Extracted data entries
——————————
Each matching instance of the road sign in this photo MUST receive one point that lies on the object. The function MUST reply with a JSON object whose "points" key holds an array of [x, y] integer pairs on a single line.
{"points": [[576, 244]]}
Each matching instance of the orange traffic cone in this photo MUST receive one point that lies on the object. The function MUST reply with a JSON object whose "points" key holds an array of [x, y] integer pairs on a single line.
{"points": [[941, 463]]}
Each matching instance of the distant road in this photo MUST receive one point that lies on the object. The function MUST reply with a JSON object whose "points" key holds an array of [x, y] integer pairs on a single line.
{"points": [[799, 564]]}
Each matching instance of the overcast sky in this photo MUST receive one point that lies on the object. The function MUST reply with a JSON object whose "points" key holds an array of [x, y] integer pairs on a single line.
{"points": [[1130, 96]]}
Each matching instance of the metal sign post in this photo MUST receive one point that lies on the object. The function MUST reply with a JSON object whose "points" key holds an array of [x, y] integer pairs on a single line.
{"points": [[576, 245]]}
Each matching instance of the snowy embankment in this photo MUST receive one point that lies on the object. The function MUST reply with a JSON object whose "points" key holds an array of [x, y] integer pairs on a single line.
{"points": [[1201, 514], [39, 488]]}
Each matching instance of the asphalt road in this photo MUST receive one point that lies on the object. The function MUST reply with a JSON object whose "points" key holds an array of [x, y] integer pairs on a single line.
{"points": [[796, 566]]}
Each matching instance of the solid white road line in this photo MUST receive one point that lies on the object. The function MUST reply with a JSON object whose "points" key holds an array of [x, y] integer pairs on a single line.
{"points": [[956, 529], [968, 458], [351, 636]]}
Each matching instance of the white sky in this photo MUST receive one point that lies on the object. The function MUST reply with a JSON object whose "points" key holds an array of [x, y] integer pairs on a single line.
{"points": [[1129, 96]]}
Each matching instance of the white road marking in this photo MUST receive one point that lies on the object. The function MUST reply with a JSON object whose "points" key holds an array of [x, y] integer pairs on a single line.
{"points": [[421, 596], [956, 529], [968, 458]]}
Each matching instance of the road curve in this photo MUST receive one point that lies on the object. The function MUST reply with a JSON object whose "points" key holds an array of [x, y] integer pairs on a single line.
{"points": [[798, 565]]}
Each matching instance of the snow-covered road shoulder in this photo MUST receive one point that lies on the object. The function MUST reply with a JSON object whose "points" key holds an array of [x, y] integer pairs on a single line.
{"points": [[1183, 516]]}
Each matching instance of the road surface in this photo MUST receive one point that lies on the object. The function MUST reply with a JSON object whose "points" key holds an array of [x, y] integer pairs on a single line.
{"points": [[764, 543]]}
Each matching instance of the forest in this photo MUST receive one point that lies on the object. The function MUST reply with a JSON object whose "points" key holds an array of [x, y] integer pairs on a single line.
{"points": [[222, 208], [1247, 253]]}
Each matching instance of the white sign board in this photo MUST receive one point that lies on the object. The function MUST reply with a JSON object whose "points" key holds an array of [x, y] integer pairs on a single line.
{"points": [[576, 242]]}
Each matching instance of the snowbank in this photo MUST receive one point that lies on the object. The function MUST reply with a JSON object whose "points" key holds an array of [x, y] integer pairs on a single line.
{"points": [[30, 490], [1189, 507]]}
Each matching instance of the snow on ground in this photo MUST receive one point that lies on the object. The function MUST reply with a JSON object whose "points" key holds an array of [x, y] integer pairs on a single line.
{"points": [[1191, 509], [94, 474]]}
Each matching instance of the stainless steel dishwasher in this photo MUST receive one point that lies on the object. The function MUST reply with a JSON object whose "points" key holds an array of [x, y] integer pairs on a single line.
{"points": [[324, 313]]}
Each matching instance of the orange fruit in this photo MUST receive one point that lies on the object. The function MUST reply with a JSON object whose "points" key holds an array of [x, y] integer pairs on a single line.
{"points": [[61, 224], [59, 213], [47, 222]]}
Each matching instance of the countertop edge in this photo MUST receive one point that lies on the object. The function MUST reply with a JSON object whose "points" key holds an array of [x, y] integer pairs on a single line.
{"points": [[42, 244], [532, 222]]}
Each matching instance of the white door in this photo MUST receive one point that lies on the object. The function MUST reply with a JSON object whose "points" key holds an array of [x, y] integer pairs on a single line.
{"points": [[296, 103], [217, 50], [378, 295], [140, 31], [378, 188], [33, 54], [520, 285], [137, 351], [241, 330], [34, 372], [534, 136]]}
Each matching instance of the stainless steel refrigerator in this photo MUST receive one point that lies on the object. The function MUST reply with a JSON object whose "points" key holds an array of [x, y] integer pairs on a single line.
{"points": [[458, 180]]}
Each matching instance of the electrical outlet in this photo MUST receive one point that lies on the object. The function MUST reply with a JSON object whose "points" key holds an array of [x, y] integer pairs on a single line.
——————————
- _Directive_:
Copy out every one of the records above, line for line, with no changes.

- _The output_:
Each matching instance of the road sign in this photo MUST receive one point that lies on the object. The function MUST reply with a JSON object whose "points" key holds an array of [x, y] integer pairs on a single line.
{"points": [[576, 244]]}
Each matching instance of the orange traffic cone in this photo MUST receive one point that lies on the object. The function MUST reply with a JSON object whose "points" key holds an array of [x, y] integer pairs on a single line.
{"points": [[941, 463]]}
Each matching instance of the distant road in this photo MUST receive one point that lies on the object. The function MUST reply with a JSON object whose "points" key holds an array of [x, y] integer pairs on a single line.
{"points": [[799, 564]]}
Each matching instance of the overcast sky in this photo MUST receive one point that lies on the object. The function MUST reply with a JSON object whose "points" key holds an array of [x, y] integer pairs on a single line.
{"points": [[1130, 96]]}
Each matching instance of the metal sign post in this photo MUST receive one point that lies on the object. The function MUST reply with a JSON object whose "points" key holds an array of [x, y] integer pairs on a single line.
{"points": [[576, 245]]}
Each matching instance of the snowy embankment in this photo MUST receive one point that lies on the object. The function MUST reply with a JSON object whose "points" key holds an array of [x, y] integer pairs on a single line.
{"points": [[1201, 514], [39, 488]]}
Each matching instance of the asphalt road in this photo MUST receive one point that lies on the object. The function MUST reply with a JSON object whose "points" key holds an array of [x, y] integer pairs on a single line.
{"points": [[796, 566]]}
Each matching instance of the solid white road line in this photo MUST receive one point that lies on the object. The function MUST reply with a JSON object whose "points" key holds an array of [x, y] integer pairs on a single line.
{"points": [[956, 529], [968, 458], [351, 636]]}
Each matching instance of the white sky in this photo MUST receive one point that lies on the object. The function MUST reply with a JSON object whose "points" key holds an array of [x, y] integer pairs on a single line.
{"points": [[1129, 96]]}
Each matching instance of the white road marking in this photo MUST receive one point that lies on the object. The function MUST reply with a JSON object whose "points" key holds an array of [x, y] integer pairs on a single line.
{"points": [[421, 596], [956, 529], [968, 458]]}
Each matching instance of the road curve in this photo MUST receive one point that lies on the object. The function MUST reply with a JSON object whose "points" key holds an array of [x, y] integer pairs on a single line.
{"points": [[798, 565]]}
Each matching instance of the snow-covered road shoulder in this photo MUST receive one point that lies on the object. The function MUST reply with a JSON object whose "points" key holds an array of [x, y] integer pairs on a single line.
{"points": [[1183, 516]]}
Each matching instance of the road surface in this photo MUST receive one point that lies on the object. The function MUST reply with a JSON object whose "points" key holds an array of [x, y] integer pairs on a single line.
{"points": [[764, 543]]}
Each matching instance of the forest in this photo MUST receive one point that lies on the object. The function MUST reply with a JSON object whose "points" key holds an array of [x, y] integer pairs on a single line.
{"points": [[222, 208], [1247, 253]]}
Each matching instance of the white sign board in this photo MUST receive one point that lies on the object. The function MUST reply with a JSON object whose "points" key holds an array of [x, y] integer pairs on a single line.
{"points": [[576, 242]]}
Each matching instance of the snowbank in this photo MUST receive one point that lies on the object. The function MUST reply with a JSON object whose "points" key holds an array of [x, y] integer pairs on a single line.
{"points": [[30, 490], [1189, 507]]}
Each matching instance of the snow on ground in this photo MUST receive one point that lies on the object. The function MUST reply with a JSON object whose "points" key holds an array of [x, y] integer pairs on a single line.
{"points": [[1191, 509], [94, 474]]}
Each matching instance of the stainless steel dishwasher in this photo MUST receive one point that lies on the object. The function MUST reply with a JSON object whose "points" key holds an array of [x, y] integer pairs on a single line.
{"points": [[324, 313]]}
Each matching instance of the orange fruit in this photo MUST receive one point that lies on the object. The function MUST reply with a JSON object whose "points" key holds an array of [x, y] integer pairs on a single line.
{"points": [[61, 224], [59, 213], [47, 222]]}
Each matching instance of the countertop edge in this photo MUST receive one point that lies on the object. The function MUST reply with a JSON object whose "points" key holds an array of [x, y] integer pairs on a single line.
{"points": [[42, 244], [532, 222]]}
Each matching instance of the white door in this photo MUST receive one point that lies on the object. The function MUST reply with a JSON object whose "points" key holds an array of [x, y] integer pairs on a single line.
{"points": [[296, 103], [217, 50], [378, 295], [140, 31], [378, 188], [33, 54], [520, 285], [137, 351], [241, 330], [34, 372], [534, 136]]}
Each matching instance of the stainless steel refrigerator in this photo MUST receive one point that lies on the object. The function MUST reply with a JSON object whose "points" key holds an array of [x, y] integer pairs on a single line.
{"points": [[458, 180]]}
Each matching instance of the electrical outlet in this photo MUST receive one point that lies on the object. The function MUST reply with a JSON object whose "points" key holds an array of [x, y] integer pairs on a single line.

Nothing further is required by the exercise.